● **What is required**
Reproduce the forum question about combining Python for-loops word for word, in full and without any changes.
==== Passage given ====
Python Combine For-Loops

Question

I am using python-docx to manipulate word documents. Here is what I currently have to modify text in normal paragraphs:

doc = Document('idk.docx')
for paragraph in doc.paragraphs:
    if "oldtext1" in paragraph.text:
        paragraph.replace("oldtext1","Something")
    if "oldtext2" in paragraph.text:
        paragraph.replace("oldtext2","Somethingelse")

If I want to modify the text in a table, I need to do the following

tables = doc.tables
for table in tables:
    for row in table.rows:
        for cell in row.cells:
            for paragraph in cell.paragraphs:
                if "oldtext1" in paragraph.text:
                    paragraph.replace("oldtext1","Something")
                if "oldtext2" in paragraph.text:
                    paragraph.replace("oldtext2","Somethingelse")
==== Listing ====
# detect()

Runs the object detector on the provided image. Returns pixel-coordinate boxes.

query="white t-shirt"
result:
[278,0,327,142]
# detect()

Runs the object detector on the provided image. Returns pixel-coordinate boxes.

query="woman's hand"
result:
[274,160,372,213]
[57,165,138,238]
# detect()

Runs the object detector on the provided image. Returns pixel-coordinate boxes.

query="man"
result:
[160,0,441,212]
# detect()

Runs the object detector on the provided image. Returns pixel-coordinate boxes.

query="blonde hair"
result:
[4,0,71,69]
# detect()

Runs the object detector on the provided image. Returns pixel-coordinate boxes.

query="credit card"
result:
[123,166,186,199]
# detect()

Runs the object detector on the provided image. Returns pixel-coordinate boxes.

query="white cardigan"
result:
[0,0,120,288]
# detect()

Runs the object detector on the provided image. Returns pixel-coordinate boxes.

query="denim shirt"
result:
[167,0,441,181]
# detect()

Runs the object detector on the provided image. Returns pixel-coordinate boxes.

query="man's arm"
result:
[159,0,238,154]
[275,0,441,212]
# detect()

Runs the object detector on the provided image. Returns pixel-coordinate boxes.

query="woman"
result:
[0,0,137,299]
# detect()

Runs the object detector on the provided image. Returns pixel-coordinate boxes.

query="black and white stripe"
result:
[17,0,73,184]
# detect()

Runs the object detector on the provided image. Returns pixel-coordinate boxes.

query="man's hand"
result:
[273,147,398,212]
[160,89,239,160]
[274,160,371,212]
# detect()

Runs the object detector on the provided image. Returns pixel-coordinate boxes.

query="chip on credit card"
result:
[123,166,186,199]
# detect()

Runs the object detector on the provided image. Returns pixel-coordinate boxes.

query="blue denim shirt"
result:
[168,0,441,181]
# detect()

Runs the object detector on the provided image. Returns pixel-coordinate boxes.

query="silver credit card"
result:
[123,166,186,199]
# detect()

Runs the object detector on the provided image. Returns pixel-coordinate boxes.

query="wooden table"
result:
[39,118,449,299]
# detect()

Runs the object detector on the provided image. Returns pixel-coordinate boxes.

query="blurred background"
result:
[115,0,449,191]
====
● **Response to this exercise**
Python Combine For-Loops

Question

I am using python-docx to manipulate word documents. Here is what I currently have to modify text in normal paragraphs:

doc = Document('idk.docx')
for paragraph in doc.paragraphs:
    if "oldtext1" in paragraph.text:
        paragraph.replace("oldtext1","Something")
    if "oldtext2" in paragraph.text:
        paragraph.replace("oldtext2","Somethingelse")

If I want to modify the text in a table, I need to do the following

tables = doc.tables
for table in tables:
    for row in table.rows:
        for cell in row.cells:
            for paragraph in cell.paragraphs:
                if "oldtext1" in paragraph.text:
                    paragraph.replace("oldtext1","Something")
                if "oldtext2" in paragraph.text:
                    paragraph.replace("oldtext2","Somethingelse")